Your task: Copy nothing but the lines below, from the one with "Please place a point on the glasses frame" through the one with "Please place a point on the elderly", exactly as written; no pictures should appear.

:: Entries supplied

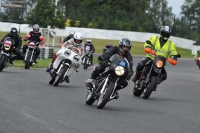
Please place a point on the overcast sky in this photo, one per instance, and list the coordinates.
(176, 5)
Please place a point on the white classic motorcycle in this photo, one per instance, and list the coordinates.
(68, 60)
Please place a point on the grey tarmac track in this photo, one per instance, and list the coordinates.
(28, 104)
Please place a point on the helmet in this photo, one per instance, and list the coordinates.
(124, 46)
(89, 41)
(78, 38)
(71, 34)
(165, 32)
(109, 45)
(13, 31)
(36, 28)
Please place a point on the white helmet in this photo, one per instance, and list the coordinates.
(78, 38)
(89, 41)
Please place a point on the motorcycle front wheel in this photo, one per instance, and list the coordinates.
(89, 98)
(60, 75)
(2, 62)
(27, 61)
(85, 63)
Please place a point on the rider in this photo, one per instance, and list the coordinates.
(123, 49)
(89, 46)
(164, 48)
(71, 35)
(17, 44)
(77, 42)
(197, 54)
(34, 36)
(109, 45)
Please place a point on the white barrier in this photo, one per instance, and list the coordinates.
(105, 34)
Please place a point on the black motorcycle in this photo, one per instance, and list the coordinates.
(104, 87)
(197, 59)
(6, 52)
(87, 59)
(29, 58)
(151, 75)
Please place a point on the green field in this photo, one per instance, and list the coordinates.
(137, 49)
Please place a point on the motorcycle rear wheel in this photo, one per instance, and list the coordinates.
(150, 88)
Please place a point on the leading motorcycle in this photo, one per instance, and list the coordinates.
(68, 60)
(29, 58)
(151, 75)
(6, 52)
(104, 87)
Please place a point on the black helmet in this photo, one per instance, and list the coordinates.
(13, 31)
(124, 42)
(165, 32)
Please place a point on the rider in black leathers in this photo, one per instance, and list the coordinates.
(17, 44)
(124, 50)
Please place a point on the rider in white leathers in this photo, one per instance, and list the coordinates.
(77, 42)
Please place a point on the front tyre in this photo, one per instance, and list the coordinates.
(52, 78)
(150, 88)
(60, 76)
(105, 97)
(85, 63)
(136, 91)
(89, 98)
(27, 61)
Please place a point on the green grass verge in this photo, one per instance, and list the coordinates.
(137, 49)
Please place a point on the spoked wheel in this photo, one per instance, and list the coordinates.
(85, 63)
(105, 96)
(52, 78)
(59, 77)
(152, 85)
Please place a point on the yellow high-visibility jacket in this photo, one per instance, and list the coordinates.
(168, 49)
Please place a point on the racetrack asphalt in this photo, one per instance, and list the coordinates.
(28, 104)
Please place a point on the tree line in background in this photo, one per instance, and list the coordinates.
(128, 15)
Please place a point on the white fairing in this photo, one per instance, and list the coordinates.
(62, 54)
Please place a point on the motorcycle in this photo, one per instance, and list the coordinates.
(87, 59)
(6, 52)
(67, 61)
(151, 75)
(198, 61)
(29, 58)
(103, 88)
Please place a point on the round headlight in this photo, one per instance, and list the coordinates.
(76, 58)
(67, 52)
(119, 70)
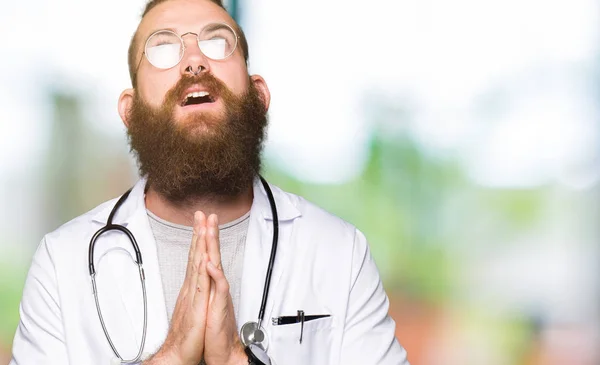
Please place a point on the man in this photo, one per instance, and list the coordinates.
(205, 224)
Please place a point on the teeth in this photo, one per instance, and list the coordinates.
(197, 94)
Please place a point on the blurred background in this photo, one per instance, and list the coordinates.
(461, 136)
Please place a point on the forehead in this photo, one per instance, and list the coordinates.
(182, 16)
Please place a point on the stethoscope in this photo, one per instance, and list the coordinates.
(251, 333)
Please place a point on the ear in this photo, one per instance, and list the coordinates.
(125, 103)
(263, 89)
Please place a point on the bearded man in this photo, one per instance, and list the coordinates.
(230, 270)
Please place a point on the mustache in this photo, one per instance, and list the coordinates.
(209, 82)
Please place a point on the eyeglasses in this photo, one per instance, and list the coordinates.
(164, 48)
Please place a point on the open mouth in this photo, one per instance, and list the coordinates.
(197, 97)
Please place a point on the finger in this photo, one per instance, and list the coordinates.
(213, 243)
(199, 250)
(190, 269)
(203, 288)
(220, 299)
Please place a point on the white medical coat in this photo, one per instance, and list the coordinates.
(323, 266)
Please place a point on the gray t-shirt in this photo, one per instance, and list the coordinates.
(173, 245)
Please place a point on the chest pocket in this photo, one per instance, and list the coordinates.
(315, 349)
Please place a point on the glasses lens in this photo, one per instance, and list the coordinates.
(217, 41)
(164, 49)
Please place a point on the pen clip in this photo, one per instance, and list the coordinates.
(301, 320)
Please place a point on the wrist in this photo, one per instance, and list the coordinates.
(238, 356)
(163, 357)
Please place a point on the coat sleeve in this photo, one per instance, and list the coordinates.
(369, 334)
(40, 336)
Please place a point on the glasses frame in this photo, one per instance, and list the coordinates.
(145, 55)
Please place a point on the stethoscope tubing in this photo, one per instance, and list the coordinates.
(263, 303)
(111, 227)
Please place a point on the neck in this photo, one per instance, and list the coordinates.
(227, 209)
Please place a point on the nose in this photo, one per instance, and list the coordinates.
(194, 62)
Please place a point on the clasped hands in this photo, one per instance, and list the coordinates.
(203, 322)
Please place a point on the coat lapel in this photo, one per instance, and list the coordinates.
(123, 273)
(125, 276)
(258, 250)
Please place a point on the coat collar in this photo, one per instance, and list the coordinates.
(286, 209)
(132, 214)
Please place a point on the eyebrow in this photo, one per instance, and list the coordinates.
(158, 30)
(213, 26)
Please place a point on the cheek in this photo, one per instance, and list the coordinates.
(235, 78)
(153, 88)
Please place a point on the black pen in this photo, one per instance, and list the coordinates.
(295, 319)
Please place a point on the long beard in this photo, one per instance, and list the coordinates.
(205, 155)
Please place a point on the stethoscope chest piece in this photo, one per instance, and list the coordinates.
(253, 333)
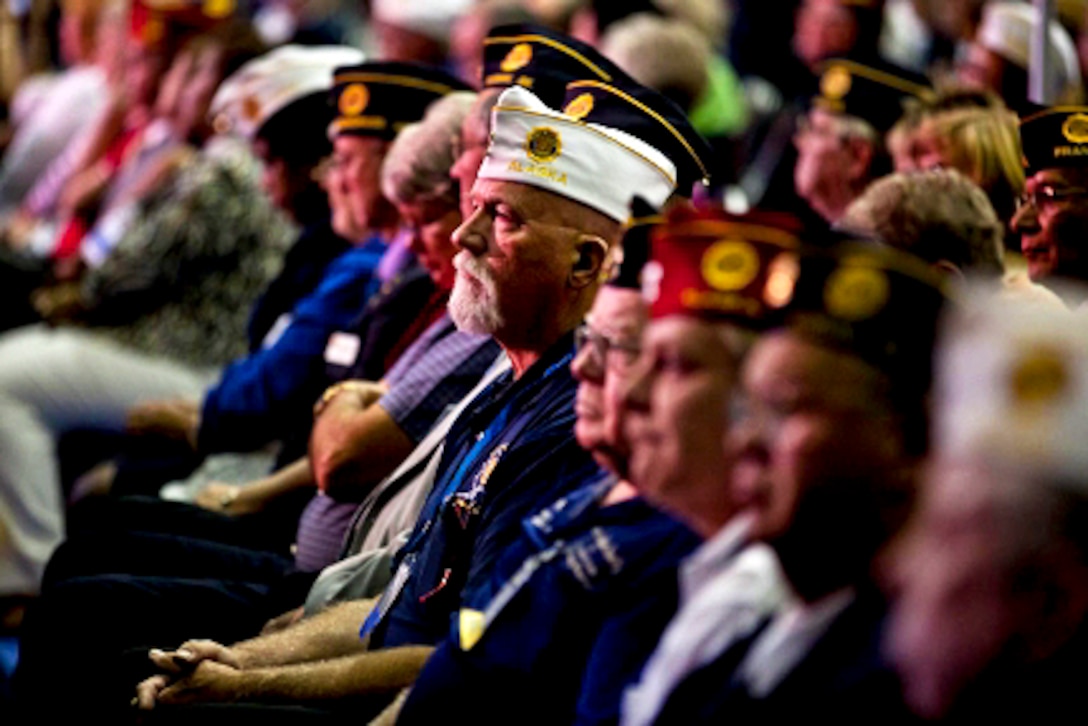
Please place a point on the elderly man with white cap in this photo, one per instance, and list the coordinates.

::::
:: Entries supplied

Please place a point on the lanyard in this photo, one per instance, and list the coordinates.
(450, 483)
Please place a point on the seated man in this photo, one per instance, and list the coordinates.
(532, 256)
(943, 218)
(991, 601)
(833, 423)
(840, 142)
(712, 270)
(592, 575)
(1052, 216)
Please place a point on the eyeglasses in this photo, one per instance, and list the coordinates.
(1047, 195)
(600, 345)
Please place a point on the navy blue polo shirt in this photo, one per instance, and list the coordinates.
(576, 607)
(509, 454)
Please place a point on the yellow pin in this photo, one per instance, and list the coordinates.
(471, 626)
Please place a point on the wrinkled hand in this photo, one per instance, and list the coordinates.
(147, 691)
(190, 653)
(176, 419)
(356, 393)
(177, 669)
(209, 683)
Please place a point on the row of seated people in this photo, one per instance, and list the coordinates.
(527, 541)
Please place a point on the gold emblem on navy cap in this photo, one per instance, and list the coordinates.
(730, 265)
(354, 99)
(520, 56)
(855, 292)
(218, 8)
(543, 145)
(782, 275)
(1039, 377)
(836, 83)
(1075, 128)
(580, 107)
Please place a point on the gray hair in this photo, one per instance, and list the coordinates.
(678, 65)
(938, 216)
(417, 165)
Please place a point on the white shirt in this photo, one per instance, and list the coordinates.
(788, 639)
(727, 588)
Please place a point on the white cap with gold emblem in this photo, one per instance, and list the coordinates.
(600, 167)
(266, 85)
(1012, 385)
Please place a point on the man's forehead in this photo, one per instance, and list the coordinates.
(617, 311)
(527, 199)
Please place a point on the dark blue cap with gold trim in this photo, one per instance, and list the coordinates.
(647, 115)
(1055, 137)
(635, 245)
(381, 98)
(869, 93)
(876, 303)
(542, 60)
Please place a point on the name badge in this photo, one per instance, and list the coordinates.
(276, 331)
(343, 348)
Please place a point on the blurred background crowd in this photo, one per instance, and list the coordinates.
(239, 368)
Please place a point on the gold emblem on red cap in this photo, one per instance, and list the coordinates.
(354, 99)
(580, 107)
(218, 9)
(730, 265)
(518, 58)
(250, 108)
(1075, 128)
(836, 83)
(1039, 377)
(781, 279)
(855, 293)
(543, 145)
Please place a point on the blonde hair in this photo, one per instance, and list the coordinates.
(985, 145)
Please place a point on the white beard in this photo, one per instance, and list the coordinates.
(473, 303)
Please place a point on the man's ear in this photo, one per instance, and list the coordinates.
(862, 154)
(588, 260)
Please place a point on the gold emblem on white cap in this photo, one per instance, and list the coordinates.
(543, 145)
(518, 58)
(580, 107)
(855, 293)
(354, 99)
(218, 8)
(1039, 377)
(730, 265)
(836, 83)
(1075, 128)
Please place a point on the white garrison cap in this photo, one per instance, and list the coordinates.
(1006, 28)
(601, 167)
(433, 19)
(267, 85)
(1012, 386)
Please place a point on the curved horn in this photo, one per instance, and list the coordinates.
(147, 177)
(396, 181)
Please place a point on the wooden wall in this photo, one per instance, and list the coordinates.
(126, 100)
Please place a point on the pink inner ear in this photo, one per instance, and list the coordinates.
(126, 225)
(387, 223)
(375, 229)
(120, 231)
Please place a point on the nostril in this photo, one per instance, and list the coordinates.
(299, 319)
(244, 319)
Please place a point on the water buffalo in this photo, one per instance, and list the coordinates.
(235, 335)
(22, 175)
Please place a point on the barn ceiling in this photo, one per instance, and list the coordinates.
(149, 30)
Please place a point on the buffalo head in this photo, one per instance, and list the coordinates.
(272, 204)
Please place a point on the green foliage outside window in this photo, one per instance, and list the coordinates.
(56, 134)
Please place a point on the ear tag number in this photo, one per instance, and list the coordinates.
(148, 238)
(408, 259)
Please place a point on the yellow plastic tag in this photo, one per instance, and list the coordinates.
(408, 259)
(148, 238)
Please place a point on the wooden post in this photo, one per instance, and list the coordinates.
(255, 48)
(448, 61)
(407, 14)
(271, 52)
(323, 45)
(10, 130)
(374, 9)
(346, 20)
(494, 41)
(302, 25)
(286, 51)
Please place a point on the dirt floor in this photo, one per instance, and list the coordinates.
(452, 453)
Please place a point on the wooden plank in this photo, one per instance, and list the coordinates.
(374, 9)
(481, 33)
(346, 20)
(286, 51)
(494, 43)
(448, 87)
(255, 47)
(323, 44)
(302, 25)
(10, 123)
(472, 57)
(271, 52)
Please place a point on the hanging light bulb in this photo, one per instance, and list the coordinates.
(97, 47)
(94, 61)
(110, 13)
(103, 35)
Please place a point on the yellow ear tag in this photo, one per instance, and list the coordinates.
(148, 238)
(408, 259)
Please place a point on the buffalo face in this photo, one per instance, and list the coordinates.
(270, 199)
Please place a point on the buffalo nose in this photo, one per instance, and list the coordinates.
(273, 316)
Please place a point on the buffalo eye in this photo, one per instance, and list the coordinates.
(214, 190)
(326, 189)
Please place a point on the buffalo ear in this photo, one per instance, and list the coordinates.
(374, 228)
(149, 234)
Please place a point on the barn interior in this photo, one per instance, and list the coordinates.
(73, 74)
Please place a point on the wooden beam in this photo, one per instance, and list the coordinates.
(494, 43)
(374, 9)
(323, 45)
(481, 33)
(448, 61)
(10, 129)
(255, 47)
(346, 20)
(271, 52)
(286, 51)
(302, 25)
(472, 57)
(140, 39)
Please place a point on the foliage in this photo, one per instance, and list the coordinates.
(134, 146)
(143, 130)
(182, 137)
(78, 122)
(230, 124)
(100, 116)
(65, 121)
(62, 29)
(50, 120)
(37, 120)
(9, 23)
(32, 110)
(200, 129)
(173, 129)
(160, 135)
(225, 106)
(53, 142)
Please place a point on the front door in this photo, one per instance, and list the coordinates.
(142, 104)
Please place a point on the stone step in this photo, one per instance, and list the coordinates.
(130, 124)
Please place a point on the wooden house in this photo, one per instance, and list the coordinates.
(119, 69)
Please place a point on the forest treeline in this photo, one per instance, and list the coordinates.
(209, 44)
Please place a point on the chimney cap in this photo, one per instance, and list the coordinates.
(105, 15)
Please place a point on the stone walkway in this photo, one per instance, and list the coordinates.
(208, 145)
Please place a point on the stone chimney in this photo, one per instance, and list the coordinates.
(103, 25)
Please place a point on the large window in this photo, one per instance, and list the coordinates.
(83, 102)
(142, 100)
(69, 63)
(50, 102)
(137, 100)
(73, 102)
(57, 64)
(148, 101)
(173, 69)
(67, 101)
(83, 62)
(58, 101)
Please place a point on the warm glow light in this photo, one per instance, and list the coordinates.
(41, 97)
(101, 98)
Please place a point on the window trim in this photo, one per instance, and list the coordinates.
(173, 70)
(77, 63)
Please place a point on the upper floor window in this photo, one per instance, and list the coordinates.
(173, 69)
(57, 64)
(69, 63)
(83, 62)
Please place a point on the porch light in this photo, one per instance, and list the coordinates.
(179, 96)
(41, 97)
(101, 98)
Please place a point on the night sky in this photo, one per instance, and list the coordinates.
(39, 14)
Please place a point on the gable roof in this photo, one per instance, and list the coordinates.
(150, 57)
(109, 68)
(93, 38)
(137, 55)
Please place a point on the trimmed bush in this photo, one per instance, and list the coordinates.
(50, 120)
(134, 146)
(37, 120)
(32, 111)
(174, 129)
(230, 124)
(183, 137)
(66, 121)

::::

Your response:
Please place a point on the glasses frame in this photo, one per instance, and list the coordinates.
(145, 55)
Please place a point on the stethoscope tubing in this photo, one per instance, and list the coordinates.
(263, 303)
(111, 227)
Please place a point on the neck in this photo, one per instance, and list the coordinates.
(227, 209)
Please place a point on the nose in this photo, one per instance, and list the coordinates.
(194, 62)
Please place a point on the clasped hands in this photo, one per instance, and list the coordinates.
(203, 322)
Please place a point on the coat lapel in this photo, one per instance, and list the coordinates.
(123, 273)
(125, 276)
(258, 250)
Please place a point on the coat collar in this photo, one per instance, and list the coordinates.
(286, 209)
(132, 214)
Please place a point on the eyebrow in this photo, one per instance, and list the coordinates.
(158, 30)
(213, 26)
Please place a point on the cheek in this photo, one per instance, and list the coordinates.
(235, 78)
(153, 88)
Please place a point on the black pen in this photo, one per instance, and list the coordinates.
(295, 319)
Please place a point on the long beard in this photo, one per instance, and list the coordinates.
(205, 155)
Please place a point on the stethoscope chest piece in this photo, one per instance, and list the coordinates.
(253, 333)
Please place a point on the elderly man with white cap in this photo, one per instance, and list the coordinates.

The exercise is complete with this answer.